***** Extracted records *****

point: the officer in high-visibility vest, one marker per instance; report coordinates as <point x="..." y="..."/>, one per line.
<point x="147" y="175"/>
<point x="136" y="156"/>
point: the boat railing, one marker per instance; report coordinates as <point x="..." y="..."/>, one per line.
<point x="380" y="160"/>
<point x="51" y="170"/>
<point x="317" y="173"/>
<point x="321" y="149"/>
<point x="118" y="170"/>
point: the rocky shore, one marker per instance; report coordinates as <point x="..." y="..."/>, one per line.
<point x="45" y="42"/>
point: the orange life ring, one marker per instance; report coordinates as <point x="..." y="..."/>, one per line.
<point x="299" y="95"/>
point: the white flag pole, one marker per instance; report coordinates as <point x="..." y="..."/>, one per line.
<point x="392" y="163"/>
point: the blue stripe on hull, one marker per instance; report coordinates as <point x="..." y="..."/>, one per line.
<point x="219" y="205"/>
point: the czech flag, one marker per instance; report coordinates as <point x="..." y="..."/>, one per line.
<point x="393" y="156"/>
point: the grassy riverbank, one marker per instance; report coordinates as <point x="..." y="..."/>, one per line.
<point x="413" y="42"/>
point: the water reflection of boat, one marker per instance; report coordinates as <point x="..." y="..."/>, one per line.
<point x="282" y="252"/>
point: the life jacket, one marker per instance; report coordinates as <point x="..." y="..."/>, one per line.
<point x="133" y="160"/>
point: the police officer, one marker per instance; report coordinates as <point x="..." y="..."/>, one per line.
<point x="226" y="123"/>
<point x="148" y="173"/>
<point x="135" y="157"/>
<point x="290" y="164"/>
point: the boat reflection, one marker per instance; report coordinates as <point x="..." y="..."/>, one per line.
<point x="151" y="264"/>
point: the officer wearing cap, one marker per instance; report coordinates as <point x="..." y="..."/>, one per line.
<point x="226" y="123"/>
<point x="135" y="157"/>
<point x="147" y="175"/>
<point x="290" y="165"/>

*****
***** Extracted records *****

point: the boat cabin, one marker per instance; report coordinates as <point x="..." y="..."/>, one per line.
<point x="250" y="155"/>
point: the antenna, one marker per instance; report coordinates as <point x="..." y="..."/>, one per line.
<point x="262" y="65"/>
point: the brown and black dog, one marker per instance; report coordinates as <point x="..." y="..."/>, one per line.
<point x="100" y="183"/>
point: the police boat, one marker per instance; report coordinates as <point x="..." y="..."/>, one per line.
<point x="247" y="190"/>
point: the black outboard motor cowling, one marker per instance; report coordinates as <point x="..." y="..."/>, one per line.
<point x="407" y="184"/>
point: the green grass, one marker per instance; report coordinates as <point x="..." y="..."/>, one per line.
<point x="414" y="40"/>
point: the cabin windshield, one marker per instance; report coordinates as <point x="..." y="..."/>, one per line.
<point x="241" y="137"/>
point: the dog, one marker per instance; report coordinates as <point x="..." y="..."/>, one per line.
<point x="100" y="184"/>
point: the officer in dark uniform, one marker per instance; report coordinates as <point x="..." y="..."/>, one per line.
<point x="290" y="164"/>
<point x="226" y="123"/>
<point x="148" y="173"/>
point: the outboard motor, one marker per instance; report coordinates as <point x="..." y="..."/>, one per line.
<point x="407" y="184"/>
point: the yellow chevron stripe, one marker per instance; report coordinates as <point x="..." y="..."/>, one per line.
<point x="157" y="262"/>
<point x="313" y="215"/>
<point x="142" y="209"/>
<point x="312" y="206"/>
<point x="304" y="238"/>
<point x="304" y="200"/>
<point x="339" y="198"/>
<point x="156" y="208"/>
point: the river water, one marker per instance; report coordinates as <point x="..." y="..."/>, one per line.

*****

[Stated task]: Pull out each line above that contains the string "water". Letter case must match.

[Answer for the task]:
point: the water reflection of boat, one marker per instance; report coordinates as <point x="..." y="..."/>, one per line.
point: the river water, one marker per instance; report coordinates as <point x="..." y="..."/>, one per line.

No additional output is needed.